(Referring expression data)

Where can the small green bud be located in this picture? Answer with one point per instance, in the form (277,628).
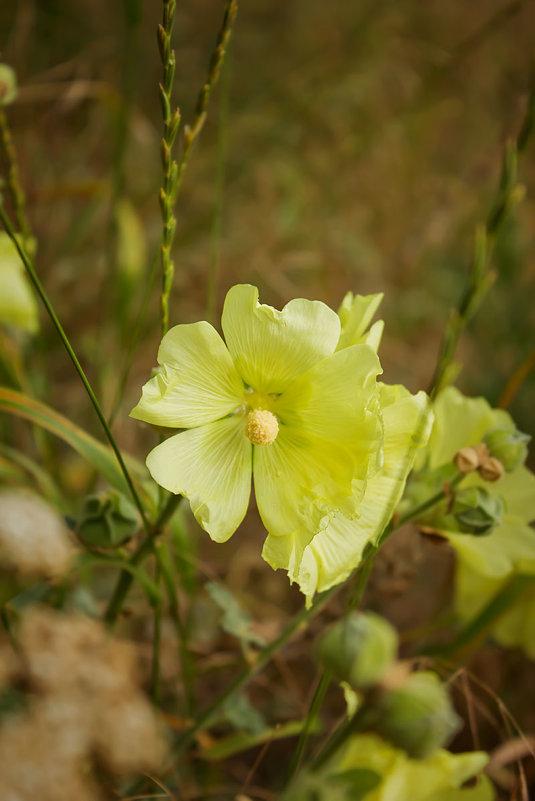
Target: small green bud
(477,511)
(107,520)
(507,445)
(417,716)
(8,85)
(359,649)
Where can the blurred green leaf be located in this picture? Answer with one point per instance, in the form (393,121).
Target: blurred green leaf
(482,791)
(235,620)
(242,741)
(150,587)
(98,455)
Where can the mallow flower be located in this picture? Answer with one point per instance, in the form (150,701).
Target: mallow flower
(290,398)
(277,402)
(488,560)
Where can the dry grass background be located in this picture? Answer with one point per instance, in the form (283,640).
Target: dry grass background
(362,142)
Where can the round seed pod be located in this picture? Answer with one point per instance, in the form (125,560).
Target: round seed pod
(417,716)
(359,649)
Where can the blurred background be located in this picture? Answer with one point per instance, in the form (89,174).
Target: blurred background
(348,146)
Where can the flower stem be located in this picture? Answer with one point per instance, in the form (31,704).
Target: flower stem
(144,549)
(68,347)
(515,589)
(206,717)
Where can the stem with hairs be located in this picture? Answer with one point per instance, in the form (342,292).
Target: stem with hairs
(68,347)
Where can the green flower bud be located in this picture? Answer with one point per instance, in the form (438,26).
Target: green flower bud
(359,649)
(477,511)
(507,445)
(417,716)
(107,521)
(8,85)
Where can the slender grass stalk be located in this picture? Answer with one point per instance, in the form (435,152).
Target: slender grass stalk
(68,347)
(508,194)
(317,700)
(188,668)
(217,219)
(171,123)
(173,171)
(478,628)
(13,179)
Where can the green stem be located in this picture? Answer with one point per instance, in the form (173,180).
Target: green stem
(145,548)
(356,723)
(481,278)
(157,642)
(63,336)
(188,675)
(371,550)
(479,627)
(319,695)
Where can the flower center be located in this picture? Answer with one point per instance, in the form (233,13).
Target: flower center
(261,427)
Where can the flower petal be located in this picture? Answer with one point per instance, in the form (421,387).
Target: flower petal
(510,546)
(211,466)
(329,443)
(335,552)
(197,384)
(272,348)
(356,313)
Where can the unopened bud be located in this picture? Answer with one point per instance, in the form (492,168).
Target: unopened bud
(477,511)
(466,460)
(418,716)
(107,520)
(359,649)
(491,469)
(507,445)
(8,85)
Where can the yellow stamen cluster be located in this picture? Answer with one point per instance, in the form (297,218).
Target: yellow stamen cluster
(262,427)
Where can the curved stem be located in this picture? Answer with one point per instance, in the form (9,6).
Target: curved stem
(68,347)
(144,549)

YOUR INSTRUCTIONS. Every record is to be reproduced exactly, with no pictures included.

ANSWER TO THE PROBLEM.
Where can the small green bud be located in this picture? Answer with one point per instance, in the form (277,628).
Target: small green bud
(477,511)
(107,520)
(507,445)
(417,716)
(8,85)
(359,649)
Where can the blurred green leaf be located in this picture? Answer with one point per instance, in the form (393,121).
Target: blurred green leaf
(482,791)
(235,620)
(242,741)
(150,587)
(98,455)
Where can the mallow flower be located in this picture? Answer with one point per instance, in the form (150,701).
Target: mallow flower
(290,398)
(277,402)
(488,560)
Where can the dry grass background be located in this picture? Answer with one point per instance, in the form (283,640).
Target: dry grass background
(362,142)
Where can the round seed pod be located in this picture? Answer with one point per instance, in the form (125,560).
Target: round seed pod
(417,716)
(359,649)
Where can the blurred background be located in this picture? Answer with one point per instance, in the form (89,174).
Target: blurred background
(348,146)
Where can the flower stem be located in this picture? Answer with one point per instance, in the form (31,704).
Target: flower stem
(144,549)
(68,347)
(515,589)
(206,717)
Where can the stem with hairs be located in this picture? Answer with one point per instance, in the form (342,292).
Target: stem with hairs
(68,347)
Where can the green flower bud be located in this picture? Answer with one point per instance, in the form (438,26).
Target: green flower bud
(359,649)
(477,511)
(507,445)
(417,716)
(107,521)
(8,85)
Where can the slender grass stalk be located in this picture? Answer with one point per instance, in the form (435,152).
Target: slender grass stalk
(68,347)
(508,194)
(317,700)
(188,668)
(217,219)
(171,123)
(173,171)
(478,628)
(13,179)
Where can the green stem be located in this picture? Answer with one point per instance, in the form (173,180).
Target: green stem
(145,548)
(356,723)
(481,278)
(157,642)
(63,336)
(188,675)
(371,550)
(479,627)
(319,695)
Where can the flower center be located in this picture? Answer with one point per instance, in the form (233,13).
Target: flower center
(261,427)
Where can the flower petal be located in this picture? Answer with one point per instance, in the form (421,387).
Target: flower petal
(510,546)
(211,466)
(329,443)
(335,552)
(197,384)
(272,348)
(356,313)
Where can the unopened bud be located in this picture? Answer with one point per instance, in the form (492,168).
Target: unopened bud
(477,511)
(466,460)
(418,716)
(107,520)
(359,649)
(491,469)
(507,445)
(8,85)
Where can the yellow stamen cluster be located in this picture? Answer with one point per instance, in the form (297,218).
Target: yellow stamen cluster
(262,427)
Where can the curved stem be located in this picture? Answer with one point per instance, in the form (9,6).
Target: curved stem
(68,347)
(144,549)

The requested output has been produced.